▸ **Records to process**:
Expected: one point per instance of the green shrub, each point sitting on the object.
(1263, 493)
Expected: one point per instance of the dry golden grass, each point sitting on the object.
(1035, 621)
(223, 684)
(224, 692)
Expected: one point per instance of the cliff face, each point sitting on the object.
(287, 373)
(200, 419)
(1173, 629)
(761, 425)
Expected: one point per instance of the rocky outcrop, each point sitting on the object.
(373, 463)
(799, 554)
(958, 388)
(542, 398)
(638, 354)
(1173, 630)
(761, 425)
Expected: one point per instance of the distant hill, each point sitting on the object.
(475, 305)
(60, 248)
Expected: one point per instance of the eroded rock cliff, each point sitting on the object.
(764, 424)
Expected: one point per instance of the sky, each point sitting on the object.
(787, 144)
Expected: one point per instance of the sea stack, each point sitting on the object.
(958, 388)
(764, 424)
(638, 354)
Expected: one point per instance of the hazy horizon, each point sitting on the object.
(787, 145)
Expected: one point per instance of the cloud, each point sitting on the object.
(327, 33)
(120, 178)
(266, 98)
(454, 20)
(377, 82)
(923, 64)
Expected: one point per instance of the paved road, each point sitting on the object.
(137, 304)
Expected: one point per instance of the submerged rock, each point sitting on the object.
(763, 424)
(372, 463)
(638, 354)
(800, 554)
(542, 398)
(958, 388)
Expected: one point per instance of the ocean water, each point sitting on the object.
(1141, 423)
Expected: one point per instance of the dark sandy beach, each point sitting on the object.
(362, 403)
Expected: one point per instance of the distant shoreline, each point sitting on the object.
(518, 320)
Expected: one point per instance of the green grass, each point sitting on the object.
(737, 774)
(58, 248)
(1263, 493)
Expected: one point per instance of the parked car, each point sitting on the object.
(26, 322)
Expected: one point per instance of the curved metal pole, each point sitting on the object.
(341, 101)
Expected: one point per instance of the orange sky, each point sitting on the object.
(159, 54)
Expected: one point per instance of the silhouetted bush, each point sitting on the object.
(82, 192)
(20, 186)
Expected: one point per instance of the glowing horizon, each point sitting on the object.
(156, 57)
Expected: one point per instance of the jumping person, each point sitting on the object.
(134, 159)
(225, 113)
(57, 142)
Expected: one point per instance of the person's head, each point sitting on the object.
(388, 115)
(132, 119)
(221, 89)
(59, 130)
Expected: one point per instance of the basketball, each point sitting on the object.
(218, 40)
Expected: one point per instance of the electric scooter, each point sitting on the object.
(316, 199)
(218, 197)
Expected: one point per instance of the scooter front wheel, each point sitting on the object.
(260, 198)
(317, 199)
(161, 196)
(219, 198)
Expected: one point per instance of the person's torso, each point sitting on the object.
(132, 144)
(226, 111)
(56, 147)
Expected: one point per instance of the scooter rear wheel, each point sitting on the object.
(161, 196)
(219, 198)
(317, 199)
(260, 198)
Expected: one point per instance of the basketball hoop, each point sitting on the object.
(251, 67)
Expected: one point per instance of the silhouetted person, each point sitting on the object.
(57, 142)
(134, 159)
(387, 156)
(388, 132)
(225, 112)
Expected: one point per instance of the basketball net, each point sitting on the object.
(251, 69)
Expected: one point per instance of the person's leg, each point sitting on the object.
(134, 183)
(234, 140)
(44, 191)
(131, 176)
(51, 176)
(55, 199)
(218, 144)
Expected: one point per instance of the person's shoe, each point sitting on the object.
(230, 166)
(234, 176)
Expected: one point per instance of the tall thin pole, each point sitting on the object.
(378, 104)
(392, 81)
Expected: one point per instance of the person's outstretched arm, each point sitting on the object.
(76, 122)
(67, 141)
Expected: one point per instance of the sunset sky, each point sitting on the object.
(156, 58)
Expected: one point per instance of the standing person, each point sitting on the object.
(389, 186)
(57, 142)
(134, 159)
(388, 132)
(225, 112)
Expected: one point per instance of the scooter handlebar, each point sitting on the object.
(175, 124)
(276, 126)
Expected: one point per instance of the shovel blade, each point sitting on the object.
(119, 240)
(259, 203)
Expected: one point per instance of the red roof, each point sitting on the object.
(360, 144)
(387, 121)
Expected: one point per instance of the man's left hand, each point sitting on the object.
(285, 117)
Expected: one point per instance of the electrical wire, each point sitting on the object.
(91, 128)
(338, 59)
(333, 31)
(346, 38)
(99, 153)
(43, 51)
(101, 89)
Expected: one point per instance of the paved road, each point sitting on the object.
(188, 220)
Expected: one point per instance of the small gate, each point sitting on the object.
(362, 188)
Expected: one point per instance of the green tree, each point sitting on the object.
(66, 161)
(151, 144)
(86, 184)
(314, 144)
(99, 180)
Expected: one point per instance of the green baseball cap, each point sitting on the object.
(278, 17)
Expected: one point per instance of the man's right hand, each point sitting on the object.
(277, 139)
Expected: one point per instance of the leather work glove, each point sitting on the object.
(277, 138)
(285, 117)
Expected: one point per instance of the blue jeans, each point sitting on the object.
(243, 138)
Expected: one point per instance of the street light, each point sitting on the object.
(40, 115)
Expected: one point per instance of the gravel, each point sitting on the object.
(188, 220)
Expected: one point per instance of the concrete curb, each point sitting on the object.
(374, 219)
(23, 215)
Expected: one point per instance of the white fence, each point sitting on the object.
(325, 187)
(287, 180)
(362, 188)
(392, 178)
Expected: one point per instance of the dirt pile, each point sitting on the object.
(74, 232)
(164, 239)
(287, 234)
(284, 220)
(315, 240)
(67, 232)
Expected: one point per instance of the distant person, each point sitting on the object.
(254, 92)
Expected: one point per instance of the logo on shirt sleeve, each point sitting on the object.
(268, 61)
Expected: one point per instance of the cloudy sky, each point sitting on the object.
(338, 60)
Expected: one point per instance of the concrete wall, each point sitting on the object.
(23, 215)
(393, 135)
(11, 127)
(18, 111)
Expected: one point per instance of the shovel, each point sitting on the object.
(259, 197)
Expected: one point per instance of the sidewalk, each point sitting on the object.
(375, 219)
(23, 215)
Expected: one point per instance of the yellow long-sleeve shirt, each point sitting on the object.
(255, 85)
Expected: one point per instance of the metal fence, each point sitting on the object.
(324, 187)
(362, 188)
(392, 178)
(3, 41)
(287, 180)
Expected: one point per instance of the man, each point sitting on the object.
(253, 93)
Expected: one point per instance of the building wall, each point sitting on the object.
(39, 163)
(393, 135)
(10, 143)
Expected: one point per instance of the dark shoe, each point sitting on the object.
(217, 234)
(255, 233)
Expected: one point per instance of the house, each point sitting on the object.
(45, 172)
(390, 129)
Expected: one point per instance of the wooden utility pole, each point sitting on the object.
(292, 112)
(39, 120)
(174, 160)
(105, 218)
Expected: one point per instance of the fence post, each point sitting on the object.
...
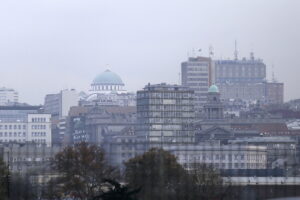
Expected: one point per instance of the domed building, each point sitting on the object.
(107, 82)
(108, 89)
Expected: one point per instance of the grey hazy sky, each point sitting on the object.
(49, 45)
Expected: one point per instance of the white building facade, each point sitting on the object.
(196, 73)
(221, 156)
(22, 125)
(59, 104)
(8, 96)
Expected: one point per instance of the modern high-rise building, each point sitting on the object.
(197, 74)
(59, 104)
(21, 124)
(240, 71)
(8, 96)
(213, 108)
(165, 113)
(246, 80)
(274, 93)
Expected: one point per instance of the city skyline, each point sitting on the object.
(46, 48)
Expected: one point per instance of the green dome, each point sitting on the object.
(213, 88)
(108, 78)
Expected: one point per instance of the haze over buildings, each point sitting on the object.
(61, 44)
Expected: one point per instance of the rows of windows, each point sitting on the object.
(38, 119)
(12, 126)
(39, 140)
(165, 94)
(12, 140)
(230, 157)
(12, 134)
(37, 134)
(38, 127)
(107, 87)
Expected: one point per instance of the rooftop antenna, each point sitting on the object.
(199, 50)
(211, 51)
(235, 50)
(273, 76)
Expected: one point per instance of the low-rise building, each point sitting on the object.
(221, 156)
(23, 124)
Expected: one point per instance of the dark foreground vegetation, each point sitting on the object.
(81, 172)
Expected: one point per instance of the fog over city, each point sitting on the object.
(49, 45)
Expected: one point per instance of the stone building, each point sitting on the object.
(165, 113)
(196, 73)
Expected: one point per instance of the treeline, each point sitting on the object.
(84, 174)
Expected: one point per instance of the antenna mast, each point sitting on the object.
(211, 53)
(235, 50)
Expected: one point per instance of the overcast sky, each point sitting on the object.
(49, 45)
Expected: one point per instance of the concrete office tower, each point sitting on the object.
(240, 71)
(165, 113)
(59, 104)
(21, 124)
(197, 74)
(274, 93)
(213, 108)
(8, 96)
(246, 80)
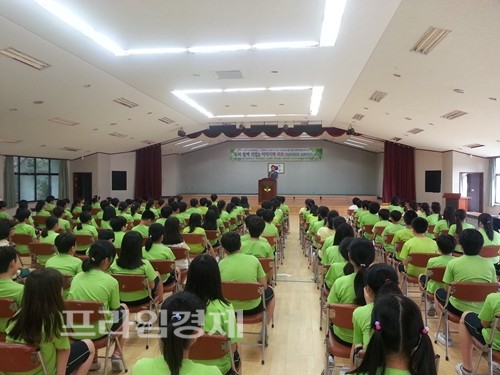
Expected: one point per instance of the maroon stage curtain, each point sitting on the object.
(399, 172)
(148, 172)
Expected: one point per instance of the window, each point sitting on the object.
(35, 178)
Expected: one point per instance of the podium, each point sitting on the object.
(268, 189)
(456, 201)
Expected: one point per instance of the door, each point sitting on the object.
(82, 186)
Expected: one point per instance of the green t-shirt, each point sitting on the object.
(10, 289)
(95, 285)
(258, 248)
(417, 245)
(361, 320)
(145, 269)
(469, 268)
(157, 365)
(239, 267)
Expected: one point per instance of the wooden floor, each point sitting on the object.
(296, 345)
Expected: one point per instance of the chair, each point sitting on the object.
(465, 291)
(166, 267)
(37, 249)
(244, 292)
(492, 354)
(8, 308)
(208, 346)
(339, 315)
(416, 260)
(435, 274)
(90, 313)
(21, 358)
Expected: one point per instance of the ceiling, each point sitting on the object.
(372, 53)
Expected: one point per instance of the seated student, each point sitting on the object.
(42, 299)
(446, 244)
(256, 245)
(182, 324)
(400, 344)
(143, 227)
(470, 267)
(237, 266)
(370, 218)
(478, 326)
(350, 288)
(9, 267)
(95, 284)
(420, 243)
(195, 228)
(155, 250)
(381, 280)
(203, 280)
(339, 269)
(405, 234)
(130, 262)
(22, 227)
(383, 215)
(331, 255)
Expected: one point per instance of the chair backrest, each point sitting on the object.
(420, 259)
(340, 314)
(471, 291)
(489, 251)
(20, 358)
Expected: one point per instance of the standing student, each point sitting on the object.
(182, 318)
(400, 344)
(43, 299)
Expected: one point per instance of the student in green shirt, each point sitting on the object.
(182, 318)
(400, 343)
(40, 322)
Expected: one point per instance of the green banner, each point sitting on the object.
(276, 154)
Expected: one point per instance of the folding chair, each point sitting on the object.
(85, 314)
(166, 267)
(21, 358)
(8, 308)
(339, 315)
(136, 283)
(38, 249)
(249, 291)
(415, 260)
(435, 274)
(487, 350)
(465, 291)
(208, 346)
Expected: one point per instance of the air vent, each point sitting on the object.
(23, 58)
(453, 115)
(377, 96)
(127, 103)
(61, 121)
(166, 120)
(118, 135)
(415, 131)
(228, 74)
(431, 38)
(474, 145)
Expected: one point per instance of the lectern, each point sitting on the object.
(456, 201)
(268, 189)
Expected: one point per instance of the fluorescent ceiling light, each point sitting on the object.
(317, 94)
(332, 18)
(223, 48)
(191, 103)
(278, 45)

▸ **To do**:
List every line of the records above that contains the word "student".

▸ **Completed exercise**:
Expected: one point per instance of the seated student, each point sitting on the object.
Expected: one point per instance of the standing student, each point sitting on the object.
Expected: one point per instance of the student in green shirt, each point sitting on the object.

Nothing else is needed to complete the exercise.